Page extract =
● ● ● ● ●

You know when you meet someone for the first time and you’re pleasantly surprised to find out that both of you share a mutual friend? When you start talking about that mutual friend, there’s a specific way you define your relationship with them. Whether you do it intentionally or subconsciously, you’ll classify them as a “close friend” or a “work friend.” We do this because we obviously treat our closest friends differently from our work friends. In other words, our relationships from one group of friends to another are going to be different. That’s because the level of trust and shared interests differs in each group. In business, we do the exact same thing to build specific types of relationships with different groups of customers. So in this article, we’ll be talking about customer segments for invention makers.
Customer Segments are one of the nine components of the Business Model Canvas that helps inventors manage and structure a streamlined business plan. The importance of having customers is cut and dry – you need customers to be profitable and run a successful business. But no two customers are the same, just like how no two friends are the same. Consider all the great things your brand or product offers. You’ll realize that your customers value different aspects of your business. Similarly, you’ll also notice they often use different channels, such as email or social media, to interact with your business.
So, customer segments for invention makers mean grouping customers who share common characteristics. The purpose of creating customer segments is to create tailored marketing strategies for each group to achieve your business objectives. The most successful businesses communicate salient messages that resonate with their different customer segments based on their values and the channels they use.
As you start creating your segments, you’ll learn which segments to ignore and which to focus on. By doing so, you’ll want to build trust with new customers while establishing stronger relationships with your most profitable customers. Whether it’s pricing, customer service, or your online checkout sequence, use your knowledge about your customers to upgrade your overall customer user experience.
How to Build Customer Segments
When invention makers start building customer segments, they’ll start by researching market trends and categories. When you’ll start selling your product, be sure to track and organize valuable data from online marketing campaigns and purchases to start analyzing patterns as well. You can get information such as age groups, genders, purchase history, and location to incorporate into your customer segments.

● ● ● ● ●

Problem to solve =
According to the article on customer segments, what is the purpose of creating customer segments?

Excerpted data =

● ● ● ● ●

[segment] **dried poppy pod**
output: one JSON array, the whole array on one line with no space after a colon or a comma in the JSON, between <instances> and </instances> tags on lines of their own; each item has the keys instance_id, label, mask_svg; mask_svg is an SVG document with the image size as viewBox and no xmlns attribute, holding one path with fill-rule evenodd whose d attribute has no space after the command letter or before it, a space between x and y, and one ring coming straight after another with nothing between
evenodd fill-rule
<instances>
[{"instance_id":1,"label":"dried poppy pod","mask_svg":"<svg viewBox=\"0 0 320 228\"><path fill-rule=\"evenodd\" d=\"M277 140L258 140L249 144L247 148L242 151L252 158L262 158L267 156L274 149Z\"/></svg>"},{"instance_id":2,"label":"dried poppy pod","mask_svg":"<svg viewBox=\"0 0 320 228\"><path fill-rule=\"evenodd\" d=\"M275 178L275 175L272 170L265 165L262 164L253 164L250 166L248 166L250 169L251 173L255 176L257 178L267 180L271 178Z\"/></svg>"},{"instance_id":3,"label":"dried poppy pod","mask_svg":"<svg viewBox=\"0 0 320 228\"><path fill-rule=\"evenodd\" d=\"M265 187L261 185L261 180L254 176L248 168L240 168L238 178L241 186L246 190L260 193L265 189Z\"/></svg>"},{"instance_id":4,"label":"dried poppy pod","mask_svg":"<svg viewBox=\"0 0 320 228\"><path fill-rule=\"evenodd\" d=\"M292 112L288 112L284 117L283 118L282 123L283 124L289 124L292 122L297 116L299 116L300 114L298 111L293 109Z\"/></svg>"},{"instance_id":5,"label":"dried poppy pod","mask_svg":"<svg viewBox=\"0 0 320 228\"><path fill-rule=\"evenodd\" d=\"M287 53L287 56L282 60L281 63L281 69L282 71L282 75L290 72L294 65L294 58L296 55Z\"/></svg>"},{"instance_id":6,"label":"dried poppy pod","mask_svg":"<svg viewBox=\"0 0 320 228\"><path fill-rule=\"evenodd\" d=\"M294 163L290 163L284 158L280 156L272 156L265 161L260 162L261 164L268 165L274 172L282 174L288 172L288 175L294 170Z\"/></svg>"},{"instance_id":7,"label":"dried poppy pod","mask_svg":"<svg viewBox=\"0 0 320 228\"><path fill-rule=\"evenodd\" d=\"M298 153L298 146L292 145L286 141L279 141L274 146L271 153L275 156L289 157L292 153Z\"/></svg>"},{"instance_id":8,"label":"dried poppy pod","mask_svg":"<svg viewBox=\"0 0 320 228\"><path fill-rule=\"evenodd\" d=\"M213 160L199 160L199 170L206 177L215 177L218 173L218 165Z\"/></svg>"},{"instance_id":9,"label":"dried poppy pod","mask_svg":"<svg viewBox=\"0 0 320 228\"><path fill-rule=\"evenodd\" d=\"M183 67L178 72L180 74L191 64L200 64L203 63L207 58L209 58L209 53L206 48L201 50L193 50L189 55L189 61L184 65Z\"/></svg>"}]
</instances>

● ● ● ● ●

Result =
The purpose is to create tailored marketing strategies for each group to achieve your business objectives.